> EXERCISE AIM:
Pick out and copy every line of the listing below that contains the string "jacket". Case matters.

Dataset listing of object locations

_ _ _

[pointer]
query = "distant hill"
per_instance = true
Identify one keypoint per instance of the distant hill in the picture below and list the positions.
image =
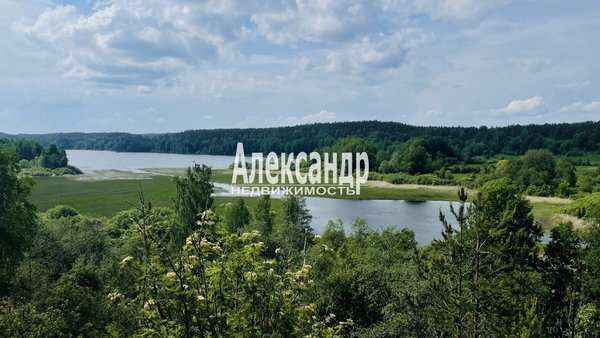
(563, 138)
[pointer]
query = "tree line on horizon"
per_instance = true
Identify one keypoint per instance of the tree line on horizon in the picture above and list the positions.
(467, 143)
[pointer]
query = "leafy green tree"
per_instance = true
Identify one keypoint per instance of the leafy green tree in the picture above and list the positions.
(53, 157)
(333, 234)
(18, 222)
(194, 194)
(77, 306)
(263, 215)
(236, 216)
(294, 234)
(563, 267)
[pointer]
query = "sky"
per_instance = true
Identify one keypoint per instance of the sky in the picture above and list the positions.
(151, 66)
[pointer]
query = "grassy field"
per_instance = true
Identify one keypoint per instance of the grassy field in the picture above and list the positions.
(114, 192)
(107, 193)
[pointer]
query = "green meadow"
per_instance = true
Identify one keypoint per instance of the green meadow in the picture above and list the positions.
(104, 194)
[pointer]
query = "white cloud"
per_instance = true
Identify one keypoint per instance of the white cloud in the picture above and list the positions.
(322, 116)
(523, 106)
(533, 64)
(456, 9)
(127, 43)
(577, 107)
(144, 89)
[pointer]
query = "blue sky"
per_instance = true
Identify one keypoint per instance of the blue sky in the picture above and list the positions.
(162, 66)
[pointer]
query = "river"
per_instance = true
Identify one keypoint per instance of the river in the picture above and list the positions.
(421, 217)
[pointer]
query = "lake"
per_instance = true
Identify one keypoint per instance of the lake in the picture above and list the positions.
(422, 217)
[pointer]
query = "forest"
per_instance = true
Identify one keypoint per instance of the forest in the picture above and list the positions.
(466, 143)
(187, 271)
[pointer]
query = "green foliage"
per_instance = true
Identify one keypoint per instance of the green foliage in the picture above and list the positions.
(263, 215)
(236, 216)
(561, 277)
(18, 222)
(53, 157)
(193, 194)
(587, 207)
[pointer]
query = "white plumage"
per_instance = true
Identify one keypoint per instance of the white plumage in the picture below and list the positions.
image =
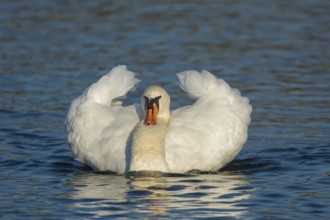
(205, 136)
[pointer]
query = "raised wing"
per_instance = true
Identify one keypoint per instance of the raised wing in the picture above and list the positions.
(99, 127)
(211, 132)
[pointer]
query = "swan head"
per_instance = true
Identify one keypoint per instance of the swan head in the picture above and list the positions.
(156, 105)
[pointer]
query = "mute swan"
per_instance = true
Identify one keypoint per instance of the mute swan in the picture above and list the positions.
(205, 136)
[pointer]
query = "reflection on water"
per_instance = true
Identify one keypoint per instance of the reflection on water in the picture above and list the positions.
(275, 52)
(196, 195)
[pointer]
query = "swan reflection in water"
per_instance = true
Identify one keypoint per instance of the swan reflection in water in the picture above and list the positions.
(204, 195)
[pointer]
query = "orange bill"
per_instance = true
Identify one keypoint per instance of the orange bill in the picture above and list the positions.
(151, 117)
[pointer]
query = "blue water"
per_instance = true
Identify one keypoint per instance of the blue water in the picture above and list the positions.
(275, 52)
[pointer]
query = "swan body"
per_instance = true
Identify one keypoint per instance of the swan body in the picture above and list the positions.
(205, 135)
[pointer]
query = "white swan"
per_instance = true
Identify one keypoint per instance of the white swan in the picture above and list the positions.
(110, 137)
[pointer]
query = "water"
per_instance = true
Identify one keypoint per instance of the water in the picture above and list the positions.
(275, 52)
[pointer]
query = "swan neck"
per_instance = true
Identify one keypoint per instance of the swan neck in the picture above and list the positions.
(148, 147)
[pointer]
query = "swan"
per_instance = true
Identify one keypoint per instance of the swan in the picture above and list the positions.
(207, 135)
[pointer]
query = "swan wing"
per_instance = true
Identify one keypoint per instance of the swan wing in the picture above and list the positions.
(99, 126)
(210, 133)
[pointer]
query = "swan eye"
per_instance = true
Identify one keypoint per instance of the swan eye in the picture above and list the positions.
(149, 102)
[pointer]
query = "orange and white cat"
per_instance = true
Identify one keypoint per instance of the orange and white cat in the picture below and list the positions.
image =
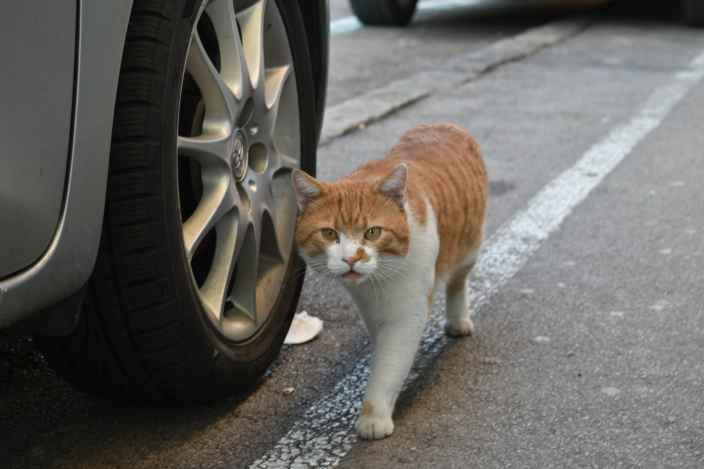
(393, 232)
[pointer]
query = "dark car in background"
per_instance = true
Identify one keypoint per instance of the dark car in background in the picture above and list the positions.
(146, 212)
(400, 12)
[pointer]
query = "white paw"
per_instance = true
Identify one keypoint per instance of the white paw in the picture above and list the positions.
(460, 328)
(374, 427)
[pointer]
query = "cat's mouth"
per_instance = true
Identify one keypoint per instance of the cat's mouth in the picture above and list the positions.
(351, 275)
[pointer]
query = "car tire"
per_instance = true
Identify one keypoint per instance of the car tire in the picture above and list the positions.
(693, 12)
(384, 12)
(143, 332)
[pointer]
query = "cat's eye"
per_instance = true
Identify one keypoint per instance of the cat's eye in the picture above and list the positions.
(372, 233)
(329, 234)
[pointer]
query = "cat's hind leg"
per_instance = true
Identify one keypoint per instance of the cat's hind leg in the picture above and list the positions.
(459, 321)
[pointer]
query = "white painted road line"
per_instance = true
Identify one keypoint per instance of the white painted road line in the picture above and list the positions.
(324, 434)
(349, 24)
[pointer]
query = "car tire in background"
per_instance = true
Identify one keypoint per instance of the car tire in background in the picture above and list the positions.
(384, 12)
(197, 279)
(693, 12)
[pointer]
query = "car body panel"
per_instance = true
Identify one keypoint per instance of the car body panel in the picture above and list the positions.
(69, 259)
(37, 96)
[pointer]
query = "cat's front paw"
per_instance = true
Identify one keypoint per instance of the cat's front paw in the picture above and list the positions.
(372, 426)
(460, 328)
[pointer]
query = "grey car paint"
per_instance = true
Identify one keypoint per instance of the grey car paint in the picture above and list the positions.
(68, 261)
(35, 123)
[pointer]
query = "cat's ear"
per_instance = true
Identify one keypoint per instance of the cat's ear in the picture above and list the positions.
(307, 188)
(393, 186)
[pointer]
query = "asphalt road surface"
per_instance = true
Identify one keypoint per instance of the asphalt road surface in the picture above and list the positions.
(589, 349)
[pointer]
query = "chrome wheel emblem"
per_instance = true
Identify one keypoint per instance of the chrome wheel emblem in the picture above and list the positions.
(238, 158)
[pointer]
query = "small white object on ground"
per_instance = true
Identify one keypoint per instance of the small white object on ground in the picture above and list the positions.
(304, 328)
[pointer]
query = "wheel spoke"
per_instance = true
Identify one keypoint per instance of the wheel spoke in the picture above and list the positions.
(220, 106)
(217, 200)
(274, 84)
(214, 290)
(233, 67)
(208, 151)
(244, 290)
(251, 21)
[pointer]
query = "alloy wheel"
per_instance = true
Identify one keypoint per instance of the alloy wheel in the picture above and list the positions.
(239, 139)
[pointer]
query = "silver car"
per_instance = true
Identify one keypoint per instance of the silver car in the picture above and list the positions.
(146, 212)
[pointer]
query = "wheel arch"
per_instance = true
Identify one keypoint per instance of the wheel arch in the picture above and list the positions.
(69, 260)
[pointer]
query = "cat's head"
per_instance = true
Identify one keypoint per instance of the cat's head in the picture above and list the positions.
(354, 230)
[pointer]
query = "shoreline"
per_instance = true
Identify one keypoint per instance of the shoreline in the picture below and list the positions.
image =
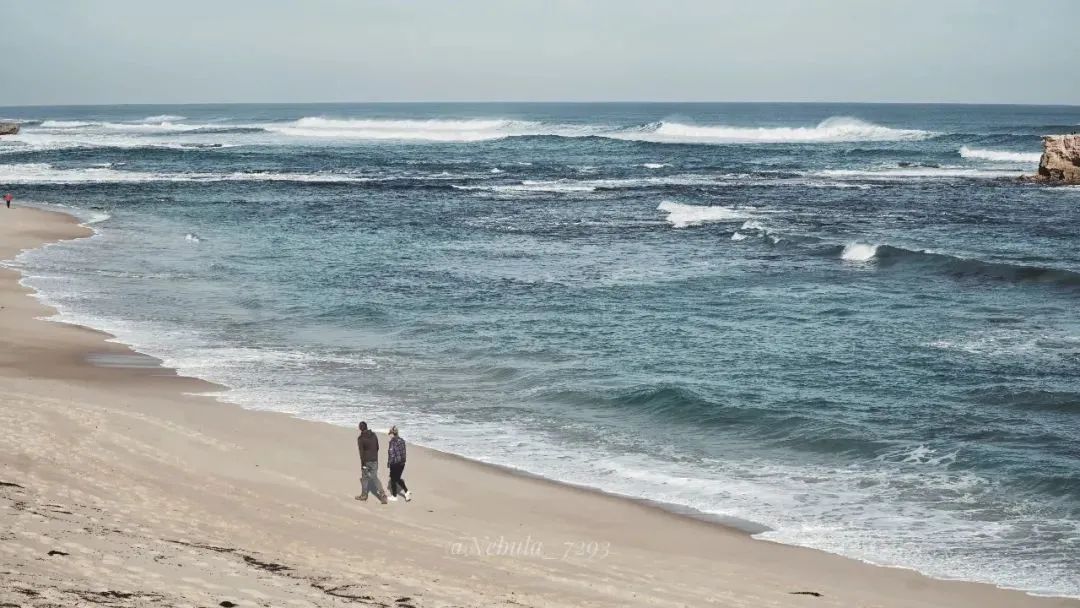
(659, 557)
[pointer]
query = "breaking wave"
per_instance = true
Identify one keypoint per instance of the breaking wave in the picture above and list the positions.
(1000, 156)
(859, 252)
(957, 267)
(43, 173)
(680, 215)
(409, 130)
(833, 130)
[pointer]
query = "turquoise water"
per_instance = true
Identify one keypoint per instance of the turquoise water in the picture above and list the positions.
(847, 323)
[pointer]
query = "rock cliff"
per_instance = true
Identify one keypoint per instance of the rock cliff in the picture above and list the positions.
(1061, 159)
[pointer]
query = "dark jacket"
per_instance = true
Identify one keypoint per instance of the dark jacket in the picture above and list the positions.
(396, 453)
(368, 444)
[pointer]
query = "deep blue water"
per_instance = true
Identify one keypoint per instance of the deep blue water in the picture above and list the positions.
(849, 323)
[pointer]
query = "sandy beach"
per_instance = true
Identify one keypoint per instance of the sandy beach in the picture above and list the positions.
(121, 488)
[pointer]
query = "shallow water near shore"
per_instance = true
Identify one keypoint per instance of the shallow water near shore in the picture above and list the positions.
(847, 323)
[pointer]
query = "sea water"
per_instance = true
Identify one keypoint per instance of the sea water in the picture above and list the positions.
(848, 323)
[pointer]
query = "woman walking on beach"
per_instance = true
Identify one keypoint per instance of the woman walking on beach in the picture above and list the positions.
(396, 461)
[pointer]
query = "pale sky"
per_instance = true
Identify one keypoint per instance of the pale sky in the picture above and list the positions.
(194, 51)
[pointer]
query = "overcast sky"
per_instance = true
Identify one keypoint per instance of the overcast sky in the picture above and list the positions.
(190, 51)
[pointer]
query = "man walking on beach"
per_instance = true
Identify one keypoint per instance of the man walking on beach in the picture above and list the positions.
(368, 445)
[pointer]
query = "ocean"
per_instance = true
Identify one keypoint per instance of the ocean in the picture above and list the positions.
(840, 326)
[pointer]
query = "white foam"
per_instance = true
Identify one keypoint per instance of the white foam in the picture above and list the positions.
(473, 130)
(42, 173)
(833, 130)
(916, 173)
(680, 215)
(163, 118)
(1000, 156)
(859, 252)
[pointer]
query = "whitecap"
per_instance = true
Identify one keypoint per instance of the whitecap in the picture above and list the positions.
(680, 215)
(833, 130)
(1000, 156)
(859, 252)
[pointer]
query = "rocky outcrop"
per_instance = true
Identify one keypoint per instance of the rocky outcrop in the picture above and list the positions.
(1061, 159)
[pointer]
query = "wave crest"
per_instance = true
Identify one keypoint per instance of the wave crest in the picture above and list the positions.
(832, 130)
(1000, 156)
(680, 215)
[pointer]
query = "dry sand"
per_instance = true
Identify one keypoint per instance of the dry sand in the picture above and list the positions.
(119, 489)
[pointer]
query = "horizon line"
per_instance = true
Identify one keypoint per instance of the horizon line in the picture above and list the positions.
(524, 102)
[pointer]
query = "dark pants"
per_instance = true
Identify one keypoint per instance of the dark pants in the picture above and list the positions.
(395, 478)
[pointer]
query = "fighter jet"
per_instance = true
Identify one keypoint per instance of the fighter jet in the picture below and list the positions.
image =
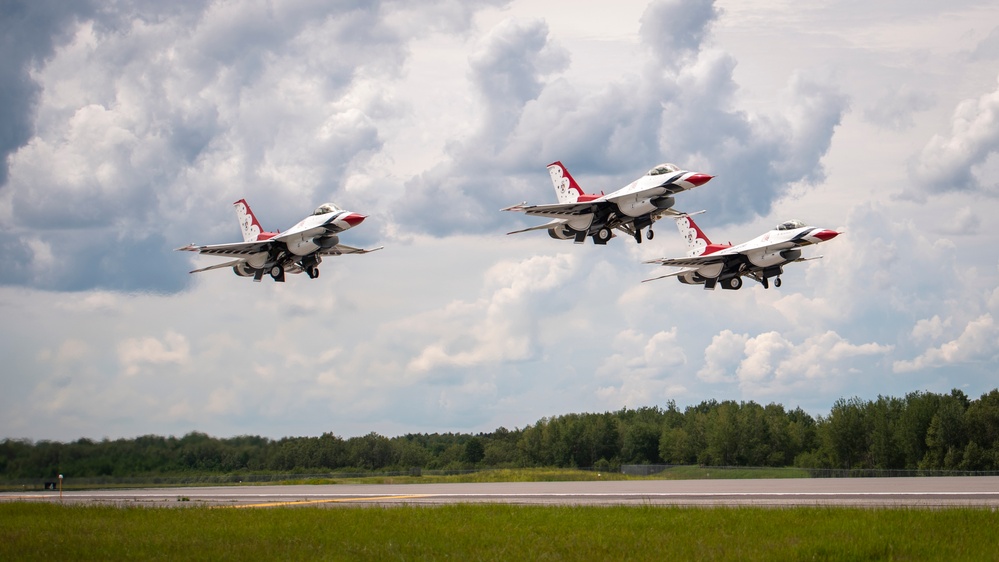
(300, 248)
(761, 258)
(629, 209)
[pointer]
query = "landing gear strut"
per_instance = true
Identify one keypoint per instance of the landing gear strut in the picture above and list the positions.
(277, 273)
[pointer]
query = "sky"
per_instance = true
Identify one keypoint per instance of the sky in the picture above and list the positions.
(128, 129)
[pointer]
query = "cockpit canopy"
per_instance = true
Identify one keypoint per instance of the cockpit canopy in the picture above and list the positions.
(791, 225)
(326, 208)
(663, 169)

_ _ _

> RESULT FOR THIS EXERCISE:
query = "dark jacket"
Identify one keypoint per instance of the dark jacket in the picture above and list the positions.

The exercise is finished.